TASK TO CARRY OUT
The line that contains "In the photo above, where can the white upper" marks the start. Output it and all remaining lines exactly, through the final line of the listing.

STORED DATA

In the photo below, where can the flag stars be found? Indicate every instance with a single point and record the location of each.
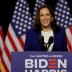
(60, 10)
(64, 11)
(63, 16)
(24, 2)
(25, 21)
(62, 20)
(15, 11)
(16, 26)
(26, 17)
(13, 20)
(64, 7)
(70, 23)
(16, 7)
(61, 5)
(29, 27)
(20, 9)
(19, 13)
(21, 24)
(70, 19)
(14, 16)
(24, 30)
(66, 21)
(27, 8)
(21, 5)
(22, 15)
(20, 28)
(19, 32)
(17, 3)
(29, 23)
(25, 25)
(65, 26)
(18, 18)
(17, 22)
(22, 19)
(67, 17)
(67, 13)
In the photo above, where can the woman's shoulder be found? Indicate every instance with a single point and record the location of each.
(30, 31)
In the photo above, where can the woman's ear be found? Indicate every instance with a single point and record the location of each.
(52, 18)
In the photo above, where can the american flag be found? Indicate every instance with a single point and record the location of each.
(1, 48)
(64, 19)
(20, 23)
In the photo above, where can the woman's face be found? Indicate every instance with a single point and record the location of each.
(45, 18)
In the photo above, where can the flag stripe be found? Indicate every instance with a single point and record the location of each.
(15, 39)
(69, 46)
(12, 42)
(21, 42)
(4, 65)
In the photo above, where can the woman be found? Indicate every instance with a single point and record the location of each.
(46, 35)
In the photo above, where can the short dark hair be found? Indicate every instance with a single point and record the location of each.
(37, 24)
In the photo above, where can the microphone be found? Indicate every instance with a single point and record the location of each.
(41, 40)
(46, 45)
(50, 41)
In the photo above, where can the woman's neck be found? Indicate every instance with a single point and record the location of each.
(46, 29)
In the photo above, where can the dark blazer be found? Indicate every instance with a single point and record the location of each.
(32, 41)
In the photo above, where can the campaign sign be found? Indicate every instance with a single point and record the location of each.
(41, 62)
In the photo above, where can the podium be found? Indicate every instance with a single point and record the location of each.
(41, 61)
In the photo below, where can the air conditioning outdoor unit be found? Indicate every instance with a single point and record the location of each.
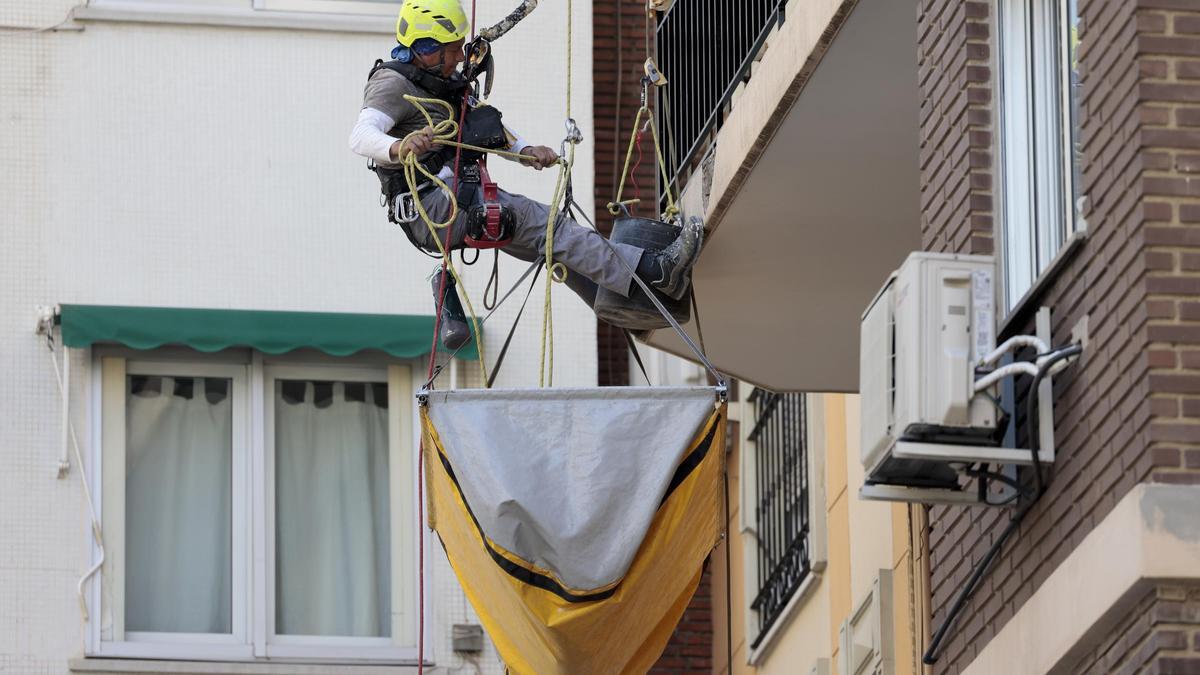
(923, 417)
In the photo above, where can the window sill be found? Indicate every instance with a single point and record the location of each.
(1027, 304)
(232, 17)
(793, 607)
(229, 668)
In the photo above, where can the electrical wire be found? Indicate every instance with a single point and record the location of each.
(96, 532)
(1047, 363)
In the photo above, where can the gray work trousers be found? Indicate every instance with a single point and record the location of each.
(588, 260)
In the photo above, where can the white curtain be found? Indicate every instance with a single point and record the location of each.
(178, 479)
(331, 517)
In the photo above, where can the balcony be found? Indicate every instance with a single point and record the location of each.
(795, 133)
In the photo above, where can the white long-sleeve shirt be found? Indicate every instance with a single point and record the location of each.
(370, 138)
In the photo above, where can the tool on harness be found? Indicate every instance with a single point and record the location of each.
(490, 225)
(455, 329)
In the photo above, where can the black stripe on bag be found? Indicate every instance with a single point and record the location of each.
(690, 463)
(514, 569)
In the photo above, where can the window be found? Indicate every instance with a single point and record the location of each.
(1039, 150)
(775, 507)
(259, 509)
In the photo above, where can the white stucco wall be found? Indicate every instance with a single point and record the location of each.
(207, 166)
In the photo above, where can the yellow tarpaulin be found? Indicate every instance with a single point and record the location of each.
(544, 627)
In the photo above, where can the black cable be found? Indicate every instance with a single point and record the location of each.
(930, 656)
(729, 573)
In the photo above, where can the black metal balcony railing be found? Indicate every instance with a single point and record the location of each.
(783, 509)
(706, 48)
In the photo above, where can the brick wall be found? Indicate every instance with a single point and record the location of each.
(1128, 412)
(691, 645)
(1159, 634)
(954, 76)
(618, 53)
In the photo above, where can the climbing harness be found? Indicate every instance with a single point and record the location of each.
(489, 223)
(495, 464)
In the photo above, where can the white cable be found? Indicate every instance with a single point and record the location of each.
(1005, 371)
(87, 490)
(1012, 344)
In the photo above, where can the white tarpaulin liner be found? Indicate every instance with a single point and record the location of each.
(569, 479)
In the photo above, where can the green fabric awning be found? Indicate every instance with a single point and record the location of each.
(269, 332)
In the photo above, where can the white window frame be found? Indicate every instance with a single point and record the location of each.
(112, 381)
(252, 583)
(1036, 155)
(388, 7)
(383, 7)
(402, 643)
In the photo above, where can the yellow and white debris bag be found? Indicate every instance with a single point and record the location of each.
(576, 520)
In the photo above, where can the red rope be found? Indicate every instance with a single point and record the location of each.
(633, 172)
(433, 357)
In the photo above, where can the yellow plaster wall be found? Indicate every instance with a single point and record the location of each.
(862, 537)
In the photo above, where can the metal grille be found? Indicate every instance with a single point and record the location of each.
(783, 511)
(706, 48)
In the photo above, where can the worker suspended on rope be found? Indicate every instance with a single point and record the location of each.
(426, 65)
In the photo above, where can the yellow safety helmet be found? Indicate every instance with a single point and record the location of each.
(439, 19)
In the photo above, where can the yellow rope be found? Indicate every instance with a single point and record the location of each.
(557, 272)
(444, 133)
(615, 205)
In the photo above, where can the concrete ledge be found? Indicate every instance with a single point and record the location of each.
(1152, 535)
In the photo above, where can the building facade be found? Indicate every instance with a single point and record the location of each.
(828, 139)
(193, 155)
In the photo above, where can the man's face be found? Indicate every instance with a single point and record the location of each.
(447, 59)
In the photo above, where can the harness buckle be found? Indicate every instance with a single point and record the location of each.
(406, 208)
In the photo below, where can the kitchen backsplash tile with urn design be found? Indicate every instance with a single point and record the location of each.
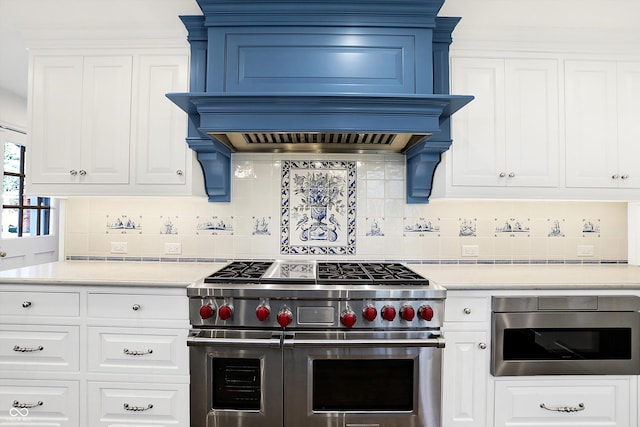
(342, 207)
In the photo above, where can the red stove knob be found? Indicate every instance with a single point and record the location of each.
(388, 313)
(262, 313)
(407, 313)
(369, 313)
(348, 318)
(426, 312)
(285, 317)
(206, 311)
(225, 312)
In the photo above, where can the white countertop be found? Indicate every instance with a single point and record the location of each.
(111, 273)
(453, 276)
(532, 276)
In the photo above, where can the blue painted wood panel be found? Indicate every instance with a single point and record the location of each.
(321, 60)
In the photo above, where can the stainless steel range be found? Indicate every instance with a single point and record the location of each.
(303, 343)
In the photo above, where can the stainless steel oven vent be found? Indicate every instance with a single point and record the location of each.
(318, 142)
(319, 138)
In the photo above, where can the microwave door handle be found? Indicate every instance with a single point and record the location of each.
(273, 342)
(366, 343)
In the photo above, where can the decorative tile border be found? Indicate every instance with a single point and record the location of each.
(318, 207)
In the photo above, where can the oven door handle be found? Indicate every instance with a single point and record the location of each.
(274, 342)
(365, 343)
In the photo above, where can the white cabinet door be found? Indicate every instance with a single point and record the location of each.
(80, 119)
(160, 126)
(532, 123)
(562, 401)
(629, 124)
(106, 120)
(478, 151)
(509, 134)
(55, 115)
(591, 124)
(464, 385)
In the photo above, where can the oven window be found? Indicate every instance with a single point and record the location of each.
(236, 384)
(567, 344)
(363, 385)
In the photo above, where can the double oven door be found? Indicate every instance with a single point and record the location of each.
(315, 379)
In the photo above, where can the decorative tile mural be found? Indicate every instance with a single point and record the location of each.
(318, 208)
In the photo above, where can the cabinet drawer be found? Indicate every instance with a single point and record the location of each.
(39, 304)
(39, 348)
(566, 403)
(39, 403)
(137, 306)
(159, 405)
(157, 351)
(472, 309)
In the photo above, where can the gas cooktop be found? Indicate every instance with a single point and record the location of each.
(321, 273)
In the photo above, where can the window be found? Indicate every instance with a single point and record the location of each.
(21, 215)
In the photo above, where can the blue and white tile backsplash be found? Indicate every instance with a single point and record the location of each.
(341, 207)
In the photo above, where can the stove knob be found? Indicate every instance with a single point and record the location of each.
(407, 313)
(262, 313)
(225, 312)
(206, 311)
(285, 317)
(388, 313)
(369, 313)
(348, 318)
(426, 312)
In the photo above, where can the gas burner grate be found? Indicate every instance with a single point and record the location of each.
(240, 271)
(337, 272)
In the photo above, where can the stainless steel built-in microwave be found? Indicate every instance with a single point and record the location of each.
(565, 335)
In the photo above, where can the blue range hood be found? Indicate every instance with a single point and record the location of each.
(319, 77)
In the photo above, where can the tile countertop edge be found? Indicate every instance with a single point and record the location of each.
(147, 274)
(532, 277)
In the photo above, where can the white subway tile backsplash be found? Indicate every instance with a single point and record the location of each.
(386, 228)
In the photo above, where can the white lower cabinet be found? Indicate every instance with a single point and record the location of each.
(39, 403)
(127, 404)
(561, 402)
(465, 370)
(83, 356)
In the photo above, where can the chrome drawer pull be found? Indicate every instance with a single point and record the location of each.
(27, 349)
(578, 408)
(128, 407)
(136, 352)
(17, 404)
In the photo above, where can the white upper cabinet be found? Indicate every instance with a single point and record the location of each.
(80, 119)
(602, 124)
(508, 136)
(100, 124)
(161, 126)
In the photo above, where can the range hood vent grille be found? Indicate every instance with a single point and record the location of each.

EXERCISE OUTPUT
In the photo above, where can the white upper cabinet be found? Indicate every instance with a single point and record the location of each.
(80, 119)
(602, 124)
(508, 136)
(100, 124)
(161, 126)
In the photo above, where can the range hood vent grille be found? Indicate every instance with a single point and record the location of each.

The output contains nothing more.